* BEGIN Input data *
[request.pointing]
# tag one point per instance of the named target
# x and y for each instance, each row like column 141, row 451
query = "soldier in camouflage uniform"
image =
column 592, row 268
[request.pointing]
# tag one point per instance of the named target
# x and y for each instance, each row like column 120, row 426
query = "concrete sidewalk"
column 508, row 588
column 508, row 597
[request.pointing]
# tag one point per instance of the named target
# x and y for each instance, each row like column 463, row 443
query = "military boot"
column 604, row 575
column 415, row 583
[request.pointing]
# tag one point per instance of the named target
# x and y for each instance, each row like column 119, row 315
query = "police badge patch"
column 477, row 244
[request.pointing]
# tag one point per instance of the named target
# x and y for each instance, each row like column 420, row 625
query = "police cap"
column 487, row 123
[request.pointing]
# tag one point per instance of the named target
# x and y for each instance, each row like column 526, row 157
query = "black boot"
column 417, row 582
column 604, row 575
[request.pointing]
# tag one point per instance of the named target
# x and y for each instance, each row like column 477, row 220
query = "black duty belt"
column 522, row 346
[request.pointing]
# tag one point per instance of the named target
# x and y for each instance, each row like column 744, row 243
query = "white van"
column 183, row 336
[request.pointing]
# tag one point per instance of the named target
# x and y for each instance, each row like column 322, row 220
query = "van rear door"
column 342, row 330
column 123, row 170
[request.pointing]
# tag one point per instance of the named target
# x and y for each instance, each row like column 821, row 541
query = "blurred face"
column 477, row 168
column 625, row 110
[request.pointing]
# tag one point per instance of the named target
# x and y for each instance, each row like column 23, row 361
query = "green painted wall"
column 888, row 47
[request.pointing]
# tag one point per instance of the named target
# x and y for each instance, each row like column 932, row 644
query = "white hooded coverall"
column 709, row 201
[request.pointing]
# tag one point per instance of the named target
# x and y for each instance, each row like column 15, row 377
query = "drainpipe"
* END Input data *
The task —
Output the entries exactly.

Completed exercise —
[request.pointing]
# tag one point per instance of the named target
# x and y for each instance, each row like column 141, row 451
query = "soldier in camouflage uniform"
image =
column 592, row 268
[request.pointing]
# tag one point per instance of the named target
# x and y for each instance, each row like column 120, row 426
query = "concrete sidewalk"
column 508, row 588
column 508, row 597
[request.pointing]
# tag one point per instance of the named target
# x and y for each instance, each row like column 463, row 443
query = "military boot"
column 604, row 575
column 415, row 583
[request.pointing]
# tag one point per instance of the named target
# x and y for each instance, each row like column 119, row 315
query = "police badge patch"
column 477, row 244
[request.pointing]
# tag one point per instance of the named target
# x and y for each instance, each row like column 420, row 625
query = "police cap"
column 487, row 123
[request.pointing]
# tag one point per instance of the named target
# x and y for each instance, each row like column 526, row 157
query = "black boot"
column 417, row 582
column 604, row 575
[request.pointing]
# tag one point per instance of the named target
# x and y for each instance, each row like column 477, row 220
query = "black duty belt"
column 522, row 346
[request.pointing]
# tag one point per instance of the named target
# x and y for each instance, each row like column 744, row 243
query = "white van"
column 183, row 336
[request.pointing]
# tag one point per instance of the named target
# x and y for each instance, each row like column 322, row 220
query = "van rear door"
column 342, row 330
column 123, row 170
[request.pointing]
# tag one point per instance of the named target
# x and y for each instance, each row like column 821, row 541
query = "blurred face"
column 477, row 168
column 625, row 110
[request.pointing]
# tag one point per instance of the named target
# x and y for each instance, each row like column 23, row 361
query = "green painted wall"
column 888, row 47
[request.pointing]
# tag one point per instance of the named target
# x and y for each instance, each row like column 932, row 644
query = "white hooded coverall"
column 709, row 201
[request.pointing]
# tag one point per instance of the named target
# x and y for each instance, each row like column 15, row 377
query = "drainpipe"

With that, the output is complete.